--- Passage to read Enclosed Below ---

Family • Bignoniaceae - Crescentia alata HBK . - GOURD TREE

Scientific names

Crescentia alata HBK
Crescentia trifolia Blanco
Otophora paradoxa Blume
Parmentiera alata

Common names

Krus-krusan (Tag.)
Gourd tree (Engl.)
Mexican calabash (Engl.)
Winged calabash (Engl.)

Other vernacular names

MEXICO: Tecomate.
SPANISH: Hoja cruz.


Additional Sources and Suggested Readings

(1) Iridoids from Crescentia alata / Maria Guadalupe Valladares and Maria Yolanda Rios / J. Nat. Prod., 2007, 70 (1), pp 100–102 / DOI: 10.1021/np060499w

(2) Antimicrobial evaluation of certain plants used in Mexican traditional medicine for the treatment of respiratory diseases / Gabriela Rojas, Juan Levaro et al / Journal of Ethnopharmacology, Volume 74, Issue 1, January 2001, Pages 97-101 / doi:10.1016/S0378-8741(00)00349-4 |

(3) Chemical evaluation of morro or jícaro (Crescentia alata) flours prepared by ensilaging and/or dehydration/ Gómez-Brenes RA, Contreras I, Braham JE, Bressani R. / Arch Latinoam Nutr. 1980 Jun;30(2):236-53.

(4) Crescentia alata / Wikipedia

Krus-krusan is a small tree, 3 to 6 meters high. Leaves occur in fascicles at the nodes of the branches. Leaves are striking in appearance, with its winged leaflike stalk, about 1 centimeter wide, at the tip of which are three leaflets, shorter than the leaflike petiole. Leaflets are broadest near the end, with a notched tip and a wedged-shaped base, 4 to 7 centimeters long, without individual stalks. Flowers are borne singly on the trunk, brownish and rank-scented. Calyx is split into two lobes, about 1.5 centimeters long. Corolla is somewhat bell-shaped, about 6 centimeters long, 4 centimeters wide, with 5 short lobes. Fruit is hard, rounded, and about 5 centimeters in diameter.

– Occasionally cultivated for ornamental purposes in Rizal and Quezon Provinces.
– Introduced from Mexico during Spanish colonial times.

– Analysis of the pulp yielded: mineral salts, fixed oil 8%, resin, glucose, tannic acid, peptic principles, dextrine and cellulose.
– Study isolated four new 11-nor-iridoids, 6beta,7beta,8alpha,10-tetrahydroxy-cis-2-oxabicyclo[4.3.0]nonan-3-one, 6beta,7beta,8alpha,10-tetra-p-hydroxybenzoyl-cis-2-oxabicyclo[4.3.0]nonan-3-one , 1beta,6beta,7alpha,8alpha,10-pentahydroxy-cis-2-oxabicyclo[4.3.0]nonane , and 6beta-hydroxy-2-oxabicyclo[4.3.0]Delta8-9-nonen-1-one from the pulp of the fruits of Crescentia alata.


– Considered astringent, anti-hemorrhagic, pectoral.


Parts used

– Seeds are edible, high in protein, with a licorice-sweet taste. Used in Honduras, El Salvador and Nicaragua in making a horchata, Semilla de Jicaro.

– Decoction of leaves employed as astringent and anti-hemorrhagic.

--- End of Enclosed Passage to read ---
--- Extracted data Enclosed Below ---

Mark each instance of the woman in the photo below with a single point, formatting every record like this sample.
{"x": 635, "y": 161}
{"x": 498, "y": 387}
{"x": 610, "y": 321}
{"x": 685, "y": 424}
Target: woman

--- End of Enclosed Extracted data ---

◆ **Exercise set**:
#1 How tall does krus-krusan grow, according to the gourd tree text?
#2 Decide whether each statement agrees with the gourd tree text. (a) The fruit is about 5 centimeters in diameter. (b) The tree was brought in from Brazil. (c) The flowers grow in clusters on the branches.

◆ **Written responses**:
#1 3 to 6 meters high.

#2
(a) Yes: "Fruit is hard, rounded, and about 5 centimeters in diameter."
(b) No: "Introduced from Mexico during Spanish colonial times."
(c) No: "Flowers are borne singly on the trunk."